» **Aim**: Print the rows below verbatim, starting with the row that contains "Can you see the white car?" and continuing through the row that contains "[[196, 237], [164, 191], [460, 420], [91, 454]]", including both of those rows and nothing else.
------ Source records
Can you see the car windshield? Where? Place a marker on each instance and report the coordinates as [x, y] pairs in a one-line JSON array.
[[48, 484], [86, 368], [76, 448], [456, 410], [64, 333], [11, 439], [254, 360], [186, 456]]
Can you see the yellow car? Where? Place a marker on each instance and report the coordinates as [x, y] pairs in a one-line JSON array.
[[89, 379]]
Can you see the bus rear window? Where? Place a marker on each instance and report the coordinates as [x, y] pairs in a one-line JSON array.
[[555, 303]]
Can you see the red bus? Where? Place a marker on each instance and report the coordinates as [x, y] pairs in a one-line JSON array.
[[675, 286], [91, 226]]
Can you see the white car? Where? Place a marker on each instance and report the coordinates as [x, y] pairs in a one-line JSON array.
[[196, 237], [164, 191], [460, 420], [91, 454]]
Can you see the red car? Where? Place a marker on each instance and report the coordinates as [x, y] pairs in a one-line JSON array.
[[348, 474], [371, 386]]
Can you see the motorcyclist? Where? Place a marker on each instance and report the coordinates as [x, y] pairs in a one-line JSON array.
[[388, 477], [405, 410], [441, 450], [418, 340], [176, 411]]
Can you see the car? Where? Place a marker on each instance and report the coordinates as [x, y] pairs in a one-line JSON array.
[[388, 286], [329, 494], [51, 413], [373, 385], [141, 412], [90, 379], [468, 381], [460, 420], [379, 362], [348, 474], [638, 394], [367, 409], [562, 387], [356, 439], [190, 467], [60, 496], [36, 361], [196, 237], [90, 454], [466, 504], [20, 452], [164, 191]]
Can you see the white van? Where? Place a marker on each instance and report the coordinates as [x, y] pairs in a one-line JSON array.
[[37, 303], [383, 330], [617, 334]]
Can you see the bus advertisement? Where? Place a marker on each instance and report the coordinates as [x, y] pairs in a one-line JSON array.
------------
» **Answer to this problem**:
Can you see the white car? Where? Place a marker on each instance and report the coordinates as [x, y] pairs in a one-line JSON array.
[[196, 237], [164, 191], [460, 420], [91, 454]]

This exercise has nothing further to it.